Problem set >>
1. Set down the entire forum thread about REW not seeing the Mbox 2 inputs, word for word.
2. Output the part of the records that starts at the line containing "Where can the brick walkway" and ends with the last line of the records, swapping "brick walkway" for "stone path" and leaving every other word as it is. Give only those lines.

Extract provided >>
# Mbox 2, no input available - help please



## Lowe (Jun 23, 2010)

Hi all,

I've been reading about REW for sometime so decided to give it a go today. I've got a Mac Pro, an Mbox 2 with a mic and both v4 and v5 of REW. No matter what I try, I can't seem REW to see any of the Mbox 2's inputs. 

I know there's no issue with the card/mic/connections, since if I fire up any other program I can happily record signals, and even when selected as the default input device through Mac OSX I can see signals getting through. REW however just will not see the input. 

When I choose Digidesign Mbox 2 from the input device panel, I only get the option below to use the default input. Even when selecting this I still don't get a signal. I tried the 'debug' option, and the first few lines confirm my fears:



REW Debug said:


> SoundCard Debug Data generated by Room EQ Wizard V5.00
> Dated: Jul 15, 2010 1:04:24 PM
> Input Device: Digidesign Mbox 2
> *Input: No input selected*
> ...


Any ideas of a way of forcing FEW to use a specific input?

Thanks!


----------



## JohnM (Apr 11, 2006)

Apple's JavaSound implementation is relatively minimal, which is what limits REW's access. Setting the card and desired input as the default in Audio/Midi setup is necessary for REW to access it (with the REW settings left as "default device"), even then there may be issues (e.g. the latest Java for OS X update broke access to the inputs of some 4-channel soundcards).


----------



## Lowe (Jun 23, 2010)

(A run of records)
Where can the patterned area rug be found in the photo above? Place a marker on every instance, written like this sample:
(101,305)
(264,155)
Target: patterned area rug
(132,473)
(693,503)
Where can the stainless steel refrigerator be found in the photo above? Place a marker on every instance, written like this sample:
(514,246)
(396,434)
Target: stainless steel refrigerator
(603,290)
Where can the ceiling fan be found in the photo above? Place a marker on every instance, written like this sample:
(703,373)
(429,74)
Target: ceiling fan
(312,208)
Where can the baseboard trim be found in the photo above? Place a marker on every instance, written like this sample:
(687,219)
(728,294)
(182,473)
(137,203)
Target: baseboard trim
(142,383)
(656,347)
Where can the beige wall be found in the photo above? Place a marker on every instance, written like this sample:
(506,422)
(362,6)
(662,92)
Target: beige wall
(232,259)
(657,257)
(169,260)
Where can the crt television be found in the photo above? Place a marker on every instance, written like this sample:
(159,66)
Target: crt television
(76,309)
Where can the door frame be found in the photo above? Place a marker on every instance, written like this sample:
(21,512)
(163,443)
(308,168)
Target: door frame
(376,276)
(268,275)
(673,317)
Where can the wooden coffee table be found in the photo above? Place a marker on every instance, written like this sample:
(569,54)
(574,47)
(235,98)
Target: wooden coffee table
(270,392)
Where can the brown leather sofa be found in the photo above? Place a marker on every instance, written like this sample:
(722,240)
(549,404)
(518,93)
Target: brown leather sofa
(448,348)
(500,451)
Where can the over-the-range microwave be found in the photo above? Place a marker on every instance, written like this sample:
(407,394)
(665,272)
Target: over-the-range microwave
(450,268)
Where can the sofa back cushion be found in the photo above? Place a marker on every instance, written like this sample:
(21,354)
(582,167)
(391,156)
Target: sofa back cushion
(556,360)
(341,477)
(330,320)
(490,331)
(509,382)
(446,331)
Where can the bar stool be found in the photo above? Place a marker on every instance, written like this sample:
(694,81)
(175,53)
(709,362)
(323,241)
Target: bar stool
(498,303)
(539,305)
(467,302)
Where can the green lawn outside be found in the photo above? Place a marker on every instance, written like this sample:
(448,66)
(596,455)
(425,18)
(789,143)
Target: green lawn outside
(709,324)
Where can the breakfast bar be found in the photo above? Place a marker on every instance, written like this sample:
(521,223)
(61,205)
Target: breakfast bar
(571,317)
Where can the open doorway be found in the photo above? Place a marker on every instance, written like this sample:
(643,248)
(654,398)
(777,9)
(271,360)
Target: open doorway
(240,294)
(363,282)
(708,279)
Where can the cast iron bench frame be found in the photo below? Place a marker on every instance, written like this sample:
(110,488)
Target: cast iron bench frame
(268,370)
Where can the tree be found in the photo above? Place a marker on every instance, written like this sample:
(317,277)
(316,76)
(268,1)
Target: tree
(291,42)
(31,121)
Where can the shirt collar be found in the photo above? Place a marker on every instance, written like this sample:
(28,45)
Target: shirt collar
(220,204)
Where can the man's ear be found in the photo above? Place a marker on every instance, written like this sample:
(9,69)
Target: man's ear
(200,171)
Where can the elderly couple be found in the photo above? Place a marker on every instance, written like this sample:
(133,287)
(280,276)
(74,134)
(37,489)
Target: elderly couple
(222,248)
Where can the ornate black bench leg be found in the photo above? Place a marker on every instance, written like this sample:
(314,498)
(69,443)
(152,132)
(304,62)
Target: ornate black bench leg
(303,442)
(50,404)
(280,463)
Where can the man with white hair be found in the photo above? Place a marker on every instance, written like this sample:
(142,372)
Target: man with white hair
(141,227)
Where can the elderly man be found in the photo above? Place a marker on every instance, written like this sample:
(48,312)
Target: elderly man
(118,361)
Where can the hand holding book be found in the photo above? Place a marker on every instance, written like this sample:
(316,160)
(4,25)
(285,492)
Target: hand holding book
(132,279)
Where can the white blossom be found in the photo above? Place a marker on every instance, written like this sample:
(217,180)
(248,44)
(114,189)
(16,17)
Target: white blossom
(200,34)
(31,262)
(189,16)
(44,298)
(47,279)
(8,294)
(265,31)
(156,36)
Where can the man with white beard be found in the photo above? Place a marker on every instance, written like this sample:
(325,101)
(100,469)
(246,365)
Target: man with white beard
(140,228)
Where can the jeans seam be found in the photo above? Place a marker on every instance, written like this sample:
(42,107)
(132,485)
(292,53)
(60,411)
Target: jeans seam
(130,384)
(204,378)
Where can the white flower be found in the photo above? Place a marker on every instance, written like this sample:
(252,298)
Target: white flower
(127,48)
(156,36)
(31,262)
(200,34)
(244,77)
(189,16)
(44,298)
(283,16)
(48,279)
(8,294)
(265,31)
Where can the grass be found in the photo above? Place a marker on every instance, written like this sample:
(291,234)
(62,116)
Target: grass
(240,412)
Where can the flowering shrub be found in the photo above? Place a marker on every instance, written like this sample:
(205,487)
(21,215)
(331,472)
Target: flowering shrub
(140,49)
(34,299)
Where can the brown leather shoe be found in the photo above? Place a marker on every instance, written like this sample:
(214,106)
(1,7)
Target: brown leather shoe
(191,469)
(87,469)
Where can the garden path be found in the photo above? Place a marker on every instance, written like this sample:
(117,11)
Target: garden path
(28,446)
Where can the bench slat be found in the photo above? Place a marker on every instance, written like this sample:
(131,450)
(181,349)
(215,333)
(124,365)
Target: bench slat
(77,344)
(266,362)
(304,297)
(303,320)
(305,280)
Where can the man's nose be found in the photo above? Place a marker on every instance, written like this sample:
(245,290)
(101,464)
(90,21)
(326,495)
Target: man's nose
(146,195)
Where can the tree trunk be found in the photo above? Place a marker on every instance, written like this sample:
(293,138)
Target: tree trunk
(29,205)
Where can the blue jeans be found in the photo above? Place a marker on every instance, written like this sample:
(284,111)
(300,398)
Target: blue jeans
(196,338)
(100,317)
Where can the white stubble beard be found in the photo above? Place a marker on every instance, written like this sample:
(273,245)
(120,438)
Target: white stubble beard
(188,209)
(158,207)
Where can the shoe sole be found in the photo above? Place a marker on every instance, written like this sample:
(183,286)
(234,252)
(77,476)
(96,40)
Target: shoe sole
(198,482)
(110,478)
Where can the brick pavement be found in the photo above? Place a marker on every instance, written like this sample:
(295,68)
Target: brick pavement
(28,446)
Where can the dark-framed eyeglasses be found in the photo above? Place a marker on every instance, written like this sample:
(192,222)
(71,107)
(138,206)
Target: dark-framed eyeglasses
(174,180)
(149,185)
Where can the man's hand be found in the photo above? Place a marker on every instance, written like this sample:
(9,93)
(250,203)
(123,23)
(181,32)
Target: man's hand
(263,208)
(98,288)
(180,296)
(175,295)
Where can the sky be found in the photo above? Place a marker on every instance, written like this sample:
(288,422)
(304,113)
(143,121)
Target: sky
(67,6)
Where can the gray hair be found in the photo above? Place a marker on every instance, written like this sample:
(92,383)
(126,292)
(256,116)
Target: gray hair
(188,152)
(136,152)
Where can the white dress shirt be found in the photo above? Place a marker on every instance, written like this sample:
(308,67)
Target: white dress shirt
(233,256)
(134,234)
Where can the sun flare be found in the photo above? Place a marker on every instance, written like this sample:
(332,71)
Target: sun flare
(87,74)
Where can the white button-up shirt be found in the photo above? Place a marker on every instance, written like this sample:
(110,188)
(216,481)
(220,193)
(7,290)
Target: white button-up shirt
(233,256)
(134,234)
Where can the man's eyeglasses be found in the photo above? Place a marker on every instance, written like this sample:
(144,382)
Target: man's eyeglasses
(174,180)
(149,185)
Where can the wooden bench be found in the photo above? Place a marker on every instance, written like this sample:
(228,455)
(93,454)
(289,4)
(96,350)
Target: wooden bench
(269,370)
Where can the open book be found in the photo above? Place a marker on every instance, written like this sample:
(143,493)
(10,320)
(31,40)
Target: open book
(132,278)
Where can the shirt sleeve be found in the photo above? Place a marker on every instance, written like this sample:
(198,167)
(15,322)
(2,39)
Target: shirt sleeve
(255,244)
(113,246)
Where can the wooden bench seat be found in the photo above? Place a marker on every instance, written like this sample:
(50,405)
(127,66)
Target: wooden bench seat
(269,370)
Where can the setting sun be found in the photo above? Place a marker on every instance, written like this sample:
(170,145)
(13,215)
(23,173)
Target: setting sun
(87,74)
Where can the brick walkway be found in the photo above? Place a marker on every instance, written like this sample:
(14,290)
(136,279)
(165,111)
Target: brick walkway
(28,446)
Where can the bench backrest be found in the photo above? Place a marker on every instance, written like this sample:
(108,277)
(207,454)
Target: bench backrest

Answers provided >>
1.
# Mbox 2, no input available - help please



## Lowe (Jun 23, 2010)

Hi all,

I've been reading about REW for sometime so decided to give it a go today. I've got a Mac Pro, an Mbox 2 with a mic and both v4 and v5 of REW. No matter what I try, I can't seem REW to see any of the Mbox 2's inputs. 

I know there's no issue with the card/mic/connections, since if I fire up any other program I can happily record signals, and even when selected as the default input device through Mac OSX I can see signals getting through. REW however just will not see the input. 

When I choose Digidesign Mbox 2 from the input device panel, I only get the option below to use the default input. Even when selecting this I still don't get a signal. I tried the 'debug' option, and the first few lines confirm my fears:



REW Debug said:


> SoundCard Debug Data generated by Room EQ Wizard V5.00
> Dated: Jul 15, 2010 1:04:24 PM
> Input Device: Digidesign Mbox 2
> *Input: No input selected*
> ...


Any ideas of a way of forcing FEW to use a specific input?

Thanks!


----------



## JohnM (Apr 11, 2006)

Apple's JavaSound implementation is relatively minimal, which is what limits REW's access. Setting the card and desired input as the default in Audio/Midi setup is necessary for REW to access it (with the REW settings left as "default device"), even then there may be issues (e.g. the latest Java for OS X update broke access to the inputs of some 4-channel soundcards).


----------



## Lowe (Jun 23, 2010)

2.
Where can the stone path be found in the photo above? Place a marker on every instance, written like this sample:
(14,290)
(136,279)
(165,111)
Target: stone path
(28,446)
Where can the bench backrest be found in the photo above? Place a marker on every instance, written like this sample:
(108,277)
(207,454)
Target: bench backrest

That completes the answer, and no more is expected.